_Selection:_
────

The Ending of Le Samourai (1967), Explained



A quick online search after watching Jean-Pierre Melville's Le Samourai confirmed my suspicion: The plot is very rarely understood by English-language critics. Even Roger Ebert's Great Movie Review and Criterion's essay by David Thomson appear to have entirely missed the point. If one assumes that these two critics both read their colleagues' writing extensively, it is safe to bet that most of their colleagues, too, remain in the dark. Why does the killer-for-hire, Jef Costello, played by the expressionless Alain Delon, show up at the nightclub and pretend to threaten the unnamed jazz pianist (Caty Rosier), thereby committing suicide-by-police? Does Costello follow some made-up samurai code of conduct and his suicide is predetermined? Everyone comments on the movie's style, but none gives a plausible explanation of the plot, especially the character's motivation.

The first time I watched Le Samourai was almost 20 years ago. At the time I too thought the plot was as stoic and incomplete as the characters. I guess in the past 20 years I have learned at least one thing --- how to pay attention to details.

────

_Goal:_ Pick up the piece on the ending of Le Samourai right after its last sentence and keep writing it.

_Data lines:_

────

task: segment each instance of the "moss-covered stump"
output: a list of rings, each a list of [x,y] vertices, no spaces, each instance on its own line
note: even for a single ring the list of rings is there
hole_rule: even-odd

────

_Expected answer:_
The critics' blind spot, I have realized, is their failure to look closely at the jazz pianist as a key character. There is a crucial scene that is missed by everyone. Approximately two-thirds into the movie, after escaping an attempt to eliminate him by his employer/client, Jef goes to the pianist and tries to suss out from her who has employed him. We watch the pianist driving him in a car. She listens to his questions (after a bit of unconvincing coercion) in a house that we can only assume to be her home (she is wearing a bathrobe or kimono-style pajama). The living room is shown as a grand loft with 2 staircases in the back that lead to an upper deck with railings. This room --- this set --- is the key to the story.

Jef lays out his case to her in a scene that contains more words spoken by him than the entire rest of the movie. He pleads for information on who told her not to identify him in the police station. She appears to be sympathetic and sends him away with a promise to give him information later. "Call me in 2 hours," she says. Why 2 hours?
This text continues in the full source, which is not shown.